The BioBoundary Project’s initial focus on keeping wild dogs inside protected areas expanded into developing repellents to keep predators such as leopards and spotted hyaenas, which already live outside protected areas, away from livestock. To do so ran counter to an orthodoxy within the science of semiochemistry (the study of chemical communication). “Mammal semiochemists had talked themselves into believing that mammal chemical signals were all irreducibly complex, that they require all of the hundreds of components of a scent to be present in particular ratios, and if anything is missing then the chemical message is unreadable.

There is zero evidence for that belief, but it seriously hampered practical applications of mammal scent signals, because replicating a mixture as complex as a mammal scent is technically and financially impractical.”  One of the BioBoundary Project’s major scientific breakthroughs has been “unique demonstrations of wild predators responding to single compounds in the same way as they do to natural scent-marks, which disproves the claim that scent signals are far too complex to be replicated. We have also demonstrated that responses to single compounds increase with the rate at which they are released, giving dose-response curves which are unprecedented A compound we identified in wild leopard urine; 3-mercapto-3-methyl butanol (3M3MB), deterred leopards from entering a cattle ranch, protects kraaled calves from leopard predation, and deters spotted hyaenas from crossing a fence intended to separate wildlife from livestock.”

Dr Apps recounts examples of the effectiveness of 3M3MB as a leopard repellent. On a cattle ranch that previously used lethal predator control, camera trapping at a cattle kraal for four months without 3M3MB captured seven leopard videos and one calf was killed by a leopard, and when 3M3MB was used for 4.5 months, no leopards were caught on video, and no calves were killed.

A calf killed by a leopard in a kraal (Picture supplied)

● GIVEN DATA:
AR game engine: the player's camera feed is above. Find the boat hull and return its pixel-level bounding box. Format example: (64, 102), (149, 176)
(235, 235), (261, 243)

● SET EXERCISE 1: According to the passage on predator repellents, which compound found in wild leopard urine kept leopards off a cattle ranch?
● SET EXERCISE 2: Put this sentence from the passage on predator repellents into Spanish: "Dr Apps recounts examples of the effectiveness of 3M3MB as a leopard repellent."
● SET EXERCISE 3: Carry on the passage on predator repellents from the point where it stops.

● EXPECTED ANSWER 1: 3-mercapto-3-methyl butanol (3M3MB).

● EXPECTED ANSWER 2: El Dr. Apps relata ejemplos de la eficacia del 3M3MB como repelente de leopardos.

● EXPECTED ANSWER 3:
A subsistence cattle post owner reported a leopard at his calf kraal on four consecutive nights, and after 3M3MB repellent was deployed the leopard did not return. At a third site, leopard predation was reduced by 85% compared to when there was no repellent present, which translates into 11 calves, worth R75 000, saved in 17 months.The value of the livestock saved by using a chemical scent repellent was at least six times more than the cost of the repellent”.

In addition to 3M3MB for leopards and spotted hyaenas, the BioBoundary project has a long list of compounds with positive results in screening tests already queued for real life testing on jackals and caracals, the two most serious predators of small livestock.

With the help of a substantial grant from Oppenheimer Generations Research and Conservation in 2022, Dr Apps expanded the real-life efficacy testing which demonstrates the viability of the BioBoundary concept as a wildlife management tool. “We are screening compounds on a wildlife conservancy and running real-life efficacy tests on two cattle ranches and in a subsistence cattle post area near Maun, where human-predator conflict is rife because it borders the wildlife management areas of the Okavango Delta. We need to be working where it matters – where the conflict actually happens. As we speak, there is a pride of lions playing havoc with the cattle just outside the buffalo fence in the cattle post study area, but, sadly, I don’t yet have a repellent for lions.”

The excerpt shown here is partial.